- WHAT IS NEEDED
Tally the lines in the records below that contain the string "spider", treating case as significant, and reply with only that number.

*** RECORDED DATA ***

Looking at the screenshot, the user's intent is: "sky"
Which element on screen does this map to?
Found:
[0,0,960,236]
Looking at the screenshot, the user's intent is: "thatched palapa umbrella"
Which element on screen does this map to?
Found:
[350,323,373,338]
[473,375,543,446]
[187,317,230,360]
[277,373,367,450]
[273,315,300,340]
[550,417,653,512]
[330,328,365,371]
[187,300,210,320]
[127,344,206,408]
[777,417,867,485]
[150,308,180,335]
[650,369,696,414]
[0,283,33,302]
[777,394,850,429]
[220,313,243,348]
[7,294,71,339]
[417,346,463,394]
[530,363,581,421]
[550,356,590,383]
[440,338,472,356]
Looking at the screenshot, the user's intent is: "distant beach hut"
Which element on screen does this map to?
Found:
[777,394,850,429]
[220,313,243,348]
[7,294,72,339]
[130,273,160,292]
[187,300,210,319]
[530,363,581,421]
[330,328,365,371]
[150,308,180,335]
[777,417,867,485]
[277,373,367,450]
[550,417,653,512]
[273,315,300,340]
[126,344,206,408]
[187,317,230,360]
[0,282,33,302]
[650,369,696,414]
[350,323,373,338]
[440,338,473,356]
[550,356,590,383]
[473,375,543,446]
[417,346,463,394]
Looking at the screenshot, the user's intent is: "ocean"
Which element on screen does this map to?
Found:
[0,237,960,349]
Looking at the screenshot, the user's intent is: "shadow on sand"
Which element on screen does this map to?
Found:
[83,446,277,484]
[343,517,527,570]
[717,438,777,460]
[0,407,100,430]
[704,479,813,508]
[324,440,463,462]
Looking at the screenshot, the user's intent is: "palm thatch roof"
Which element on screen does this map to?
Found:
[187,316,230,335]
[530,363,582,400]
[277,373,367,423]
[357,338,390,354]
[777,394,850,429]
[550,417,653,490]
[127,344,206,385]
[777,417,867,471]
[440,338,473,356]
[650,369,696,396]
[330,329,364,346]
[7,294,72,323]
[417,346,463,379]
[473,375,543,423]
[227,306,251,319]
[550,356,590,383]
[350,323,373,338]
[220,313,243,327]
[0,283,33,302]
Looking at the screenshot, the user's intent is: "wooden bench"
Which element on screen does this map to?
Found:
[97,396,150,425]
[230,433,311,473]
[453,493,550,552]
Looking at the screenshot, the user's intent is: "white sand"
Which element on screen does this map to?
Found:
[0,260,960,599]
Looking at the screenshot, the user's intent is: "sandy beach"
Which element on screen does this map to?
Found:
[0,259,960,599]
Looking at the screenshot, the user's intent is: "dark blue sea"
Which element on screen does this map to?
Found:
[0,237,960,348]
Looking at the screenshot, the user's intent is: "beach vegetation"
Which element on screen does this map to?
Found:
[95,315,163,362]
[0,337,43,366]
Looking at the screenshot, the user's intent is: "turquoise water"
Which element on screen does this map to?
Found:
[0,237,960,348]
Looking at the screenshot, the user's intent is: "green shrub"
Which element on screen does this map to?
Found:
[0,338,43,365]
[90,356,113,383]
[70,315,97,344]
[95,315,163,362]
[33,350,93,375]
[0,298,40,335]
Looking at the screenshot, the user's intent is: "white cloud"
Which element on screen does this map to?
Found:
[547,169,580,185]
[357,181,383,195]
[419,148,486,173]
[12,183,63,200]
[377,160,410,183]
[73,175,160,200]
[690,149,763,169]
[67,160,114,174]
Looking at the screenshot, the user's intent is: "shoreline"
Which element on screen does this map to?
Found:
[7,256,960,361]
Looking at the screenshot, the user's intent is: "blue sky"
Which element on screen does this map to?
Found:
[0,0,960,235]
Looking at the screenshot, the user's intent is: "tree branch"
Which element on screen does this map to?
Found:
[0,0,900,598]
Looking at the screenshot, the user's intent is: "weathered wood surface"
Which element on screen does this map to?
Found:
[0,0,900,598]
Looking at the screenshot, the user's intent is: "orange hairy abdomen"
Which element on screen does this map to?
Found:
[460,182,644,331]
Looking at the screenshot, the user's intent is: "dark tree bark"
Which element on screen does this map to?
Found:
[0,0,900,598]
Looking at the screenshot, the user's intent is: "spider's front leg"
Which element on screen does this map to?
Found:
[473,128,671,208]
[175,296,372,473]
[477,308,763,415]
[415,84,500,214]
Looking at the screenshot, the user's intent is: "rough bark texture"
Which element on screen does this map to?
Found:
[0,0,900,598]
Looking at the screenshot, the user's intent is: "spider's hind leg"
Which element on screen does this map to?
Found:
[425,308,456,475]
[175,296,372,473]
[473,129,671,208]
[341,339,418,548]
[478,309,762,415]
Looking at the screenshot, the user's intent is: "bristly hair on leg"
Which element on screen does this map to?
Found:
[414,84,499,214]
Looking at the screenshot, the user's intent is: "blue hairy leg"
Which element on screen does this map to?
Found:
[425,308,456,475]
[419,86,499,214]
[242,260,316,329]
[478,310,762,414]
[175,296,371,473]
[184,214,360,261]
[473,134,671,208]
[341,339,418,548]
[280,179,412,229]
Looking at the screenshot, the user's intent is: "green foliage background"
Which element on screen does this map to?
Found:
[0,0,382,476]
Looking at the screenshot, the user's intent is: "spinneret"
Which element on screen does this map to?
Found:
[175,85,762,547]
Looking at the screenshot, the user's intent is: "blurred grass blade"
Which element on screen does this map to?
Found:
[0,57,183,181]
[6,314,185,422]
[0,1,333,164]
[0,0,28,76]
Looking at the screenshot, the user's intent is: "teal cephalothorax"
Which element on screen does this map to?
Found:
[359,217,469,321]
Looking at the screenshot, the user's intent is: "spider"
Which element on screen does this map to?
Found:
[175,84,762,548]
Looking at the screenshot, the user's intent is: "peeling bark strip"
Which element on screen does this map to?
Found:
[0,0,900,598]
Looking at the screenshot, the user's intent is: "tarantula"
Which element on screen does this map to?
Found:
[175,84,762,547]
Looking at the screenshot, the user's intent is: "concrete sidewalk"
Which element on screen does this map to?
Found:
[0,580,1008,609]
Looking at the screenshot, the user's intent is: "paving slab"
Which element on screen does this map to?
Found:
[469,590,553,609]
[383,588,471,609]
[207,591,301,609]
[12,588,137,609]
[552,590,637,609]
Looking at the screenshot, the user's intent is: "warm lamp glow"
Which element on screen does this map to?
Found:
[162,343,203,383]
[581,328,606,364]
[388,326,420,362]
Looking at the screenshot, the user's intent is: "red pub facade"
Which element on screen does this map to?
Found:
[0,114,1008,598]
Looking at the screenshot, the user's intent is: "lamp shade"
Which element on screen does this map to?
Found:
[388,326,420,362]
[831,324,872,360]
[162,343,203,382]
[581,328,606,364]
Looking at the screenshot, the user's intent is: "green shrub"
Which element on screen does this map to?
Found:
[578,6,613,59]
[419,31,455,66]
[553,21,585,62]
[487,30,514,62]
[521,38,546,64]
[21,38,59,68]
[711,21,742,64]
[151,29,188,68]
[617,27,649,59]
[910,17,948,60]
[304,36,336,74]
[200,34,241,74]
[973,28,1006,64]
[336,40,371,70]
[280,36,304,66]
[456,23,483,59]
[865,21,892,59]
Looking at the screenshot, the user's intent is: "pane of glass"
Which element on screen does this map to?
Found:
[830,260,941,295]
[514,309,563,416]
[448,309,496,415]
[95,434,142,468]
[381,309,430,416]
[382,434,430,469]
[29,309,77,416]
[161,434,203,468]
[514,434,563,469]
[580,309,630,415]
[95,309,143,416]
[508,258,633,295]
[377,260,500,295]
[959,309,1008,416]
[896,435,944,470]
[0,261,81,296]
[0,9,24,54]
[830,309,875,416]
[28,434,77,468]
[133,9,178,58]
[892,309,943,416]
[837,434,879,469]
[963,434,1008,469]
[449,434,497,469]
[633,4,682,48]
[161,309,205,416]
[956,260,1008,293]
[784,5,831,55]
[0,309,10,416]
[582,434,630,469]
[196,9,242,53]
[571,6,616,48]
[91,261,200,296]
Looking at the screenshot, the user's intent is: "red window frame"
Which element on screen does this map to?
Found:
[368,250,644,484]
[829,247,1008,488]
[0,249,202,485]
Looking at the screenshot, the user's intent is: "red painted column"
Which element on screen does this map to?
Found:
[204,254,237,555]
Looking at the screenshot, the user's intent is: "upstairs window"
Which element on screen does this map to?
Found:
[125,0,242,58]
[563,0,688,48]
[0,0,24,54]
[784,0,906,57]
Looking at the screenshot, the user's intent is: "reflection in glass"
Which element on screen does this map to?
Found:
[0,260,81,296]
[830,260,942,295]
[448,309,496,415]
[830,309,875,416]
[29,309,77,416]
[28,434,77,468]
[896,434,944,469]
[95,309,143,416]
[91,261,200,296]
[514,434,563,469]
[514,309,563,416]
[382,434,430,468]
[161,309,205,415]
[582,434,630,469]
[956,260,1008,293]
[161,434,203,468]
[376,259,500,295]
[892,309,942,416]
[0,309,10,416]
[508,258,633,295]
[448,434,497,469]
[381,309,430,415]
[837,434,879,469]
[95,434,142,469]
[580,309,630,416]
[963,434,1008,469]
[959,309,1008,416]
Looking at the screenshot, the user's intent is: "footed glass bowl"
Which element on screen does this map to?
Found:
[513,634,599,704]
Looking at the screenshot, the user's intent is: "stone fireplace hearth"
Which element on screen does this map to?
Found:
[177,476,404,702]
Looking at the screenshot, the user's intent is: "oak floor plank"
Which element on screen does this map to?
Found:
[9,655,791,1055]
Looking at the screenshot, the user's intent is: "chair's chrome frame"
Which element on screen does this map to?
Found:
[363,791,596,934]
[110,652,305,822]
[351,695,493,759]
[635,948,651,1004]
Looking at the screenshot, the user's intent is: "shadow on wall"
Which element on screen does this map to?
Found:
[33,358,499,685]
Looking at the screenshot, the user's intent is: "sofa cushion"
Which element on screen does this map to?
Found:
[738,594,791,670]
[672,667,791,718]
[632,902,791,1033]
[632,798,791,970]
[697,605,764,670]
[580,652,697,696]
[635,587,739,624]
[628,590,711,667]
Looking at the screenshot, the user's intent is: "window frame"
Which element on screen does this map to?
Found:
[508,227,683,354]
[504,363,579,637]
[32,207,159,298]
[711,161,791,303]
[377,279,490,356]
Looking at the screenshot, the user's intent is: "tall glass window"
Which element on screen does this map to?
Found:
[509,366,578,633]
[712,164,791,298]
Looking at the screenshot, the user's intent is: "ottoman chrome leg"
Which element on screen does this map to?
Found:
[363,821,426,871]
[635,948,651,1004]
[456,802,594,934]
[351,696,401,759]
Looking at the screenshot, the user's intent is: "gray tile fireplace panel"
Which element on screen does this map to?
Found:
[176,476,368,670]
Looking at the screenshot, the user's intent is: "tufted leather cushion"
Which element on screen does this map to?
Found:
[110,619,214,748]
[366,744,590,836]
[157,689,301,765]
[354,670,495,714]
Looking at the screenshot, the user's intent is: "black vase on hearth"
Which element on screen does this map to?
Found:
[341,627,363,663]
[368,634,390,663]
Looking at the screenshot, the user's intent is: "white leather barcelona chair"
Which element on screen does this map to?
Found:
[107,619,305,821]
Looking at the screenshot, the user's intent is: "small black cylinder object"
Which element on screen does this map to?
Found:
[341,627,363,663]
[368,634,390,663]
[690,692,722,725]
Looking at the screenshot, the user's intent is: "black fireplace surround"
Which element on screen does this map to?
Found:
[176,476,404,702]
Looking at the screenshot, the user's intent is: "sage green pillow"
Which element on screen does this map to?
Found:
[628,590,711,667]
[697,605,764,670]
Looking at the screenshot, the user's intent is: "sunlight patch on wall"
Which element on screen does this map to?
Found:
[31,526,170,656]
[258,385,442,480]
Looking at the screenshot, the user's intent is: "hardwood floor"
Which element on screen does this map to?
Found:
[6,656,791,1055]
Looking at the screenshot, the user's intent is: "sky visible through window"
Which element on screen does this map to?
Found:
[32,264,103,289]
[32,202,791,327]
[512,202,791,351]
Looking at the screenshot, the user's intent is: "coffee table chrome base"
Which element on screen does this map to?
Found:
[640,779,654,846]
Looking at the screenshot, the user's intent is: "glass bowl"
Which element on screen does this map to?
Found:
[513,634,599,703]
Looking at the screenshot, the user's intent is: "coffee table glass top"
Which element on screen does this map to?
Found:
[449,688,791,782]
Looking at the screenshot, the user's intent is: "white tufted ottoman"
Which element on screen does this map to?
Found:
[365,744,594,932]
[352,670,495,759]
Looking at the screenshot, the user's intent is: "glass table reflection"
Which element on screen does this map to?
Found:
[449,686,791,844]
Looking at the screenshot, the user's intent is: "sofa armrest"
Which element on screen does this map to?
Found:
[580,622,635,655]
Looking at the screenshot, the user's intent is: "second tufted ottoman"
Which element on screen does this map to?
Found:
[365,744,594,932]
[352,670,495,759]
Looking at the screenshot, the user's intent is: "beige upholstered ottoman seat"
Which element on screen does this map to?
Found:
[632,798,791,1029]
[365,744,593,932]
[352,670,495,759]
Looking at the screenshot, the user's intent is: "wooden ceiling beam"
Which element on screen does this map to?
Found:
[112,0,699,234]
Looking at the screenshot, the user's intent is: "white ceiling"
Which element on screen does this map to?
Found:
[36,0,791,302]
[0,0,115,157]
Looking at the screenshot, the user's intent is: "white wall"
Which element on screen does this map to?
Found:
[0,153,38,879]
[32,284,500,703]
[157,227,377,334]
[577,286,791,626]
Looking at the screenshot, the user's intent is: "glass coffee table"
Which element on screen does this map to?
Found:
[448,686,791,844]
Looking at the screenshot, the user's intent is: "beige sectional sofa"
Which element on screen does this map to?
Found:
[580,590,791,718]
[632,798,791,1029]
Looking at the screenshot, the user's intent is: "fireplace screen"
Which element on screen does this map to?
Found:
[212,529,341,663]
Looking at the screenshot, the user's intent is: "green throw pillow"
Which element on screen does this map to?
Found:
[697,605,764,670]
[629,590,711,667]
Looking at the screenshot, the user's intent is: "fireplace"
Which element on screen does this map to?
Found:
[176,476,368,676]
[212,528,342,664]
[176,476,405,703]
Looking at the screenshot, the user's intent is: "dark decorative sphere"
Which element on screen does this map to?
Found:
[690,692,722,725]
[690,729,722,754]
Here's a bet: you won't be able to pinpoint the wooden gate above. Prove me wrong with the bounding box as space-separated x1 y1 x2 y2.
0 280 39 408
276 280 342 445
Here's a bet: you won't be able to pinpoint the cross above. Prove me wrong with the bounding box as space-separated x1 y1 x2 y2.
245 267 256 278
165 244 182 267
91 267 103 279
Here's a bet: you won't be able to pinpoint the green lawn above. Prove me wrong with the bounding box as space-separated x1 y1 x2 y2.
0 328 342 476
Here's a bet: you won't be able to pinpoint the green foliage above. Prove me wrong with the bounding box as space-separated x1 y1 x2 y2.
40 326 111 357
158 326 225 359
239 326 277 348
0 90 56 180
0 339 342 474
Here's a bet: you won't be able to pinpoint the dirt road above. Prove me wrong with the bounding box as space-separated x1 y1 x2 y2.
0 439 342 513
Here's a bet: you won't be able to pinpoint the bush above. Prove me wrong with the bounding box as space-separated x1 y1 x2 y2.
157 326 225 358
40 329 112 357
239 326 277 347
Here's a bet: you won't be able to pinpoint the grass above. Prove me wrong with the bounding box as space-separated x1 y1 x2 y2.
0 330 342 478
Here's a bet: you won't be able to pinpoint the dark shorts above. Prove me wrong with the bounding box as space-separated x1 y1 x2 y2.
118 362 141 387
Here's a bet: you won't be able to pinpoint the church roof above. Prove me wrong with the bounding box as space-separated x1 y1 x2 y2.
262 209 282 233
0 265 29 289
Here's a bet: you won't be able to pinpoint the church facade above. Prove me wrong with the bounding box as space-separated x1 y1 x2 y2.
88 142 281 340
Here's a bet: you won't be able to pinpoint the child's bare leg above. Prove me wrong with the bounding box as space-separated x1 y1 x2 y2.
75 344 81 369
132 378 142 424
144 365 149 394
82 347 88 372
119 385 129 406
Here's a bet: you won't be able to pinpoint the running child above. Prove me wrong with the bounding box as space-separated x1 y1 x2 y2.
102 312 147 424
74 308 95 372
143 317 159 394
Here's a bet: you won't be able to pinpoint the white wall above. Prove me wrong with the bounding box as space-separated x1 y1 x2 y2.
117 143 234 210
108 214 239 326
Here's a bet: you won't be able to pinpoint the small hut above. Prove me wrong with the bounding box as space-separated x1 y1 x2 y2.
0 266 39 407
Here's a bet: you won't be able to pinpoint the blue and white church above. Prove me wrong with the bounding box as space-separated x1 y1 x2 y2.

***

- OUTPUT FOR THIS TASK
3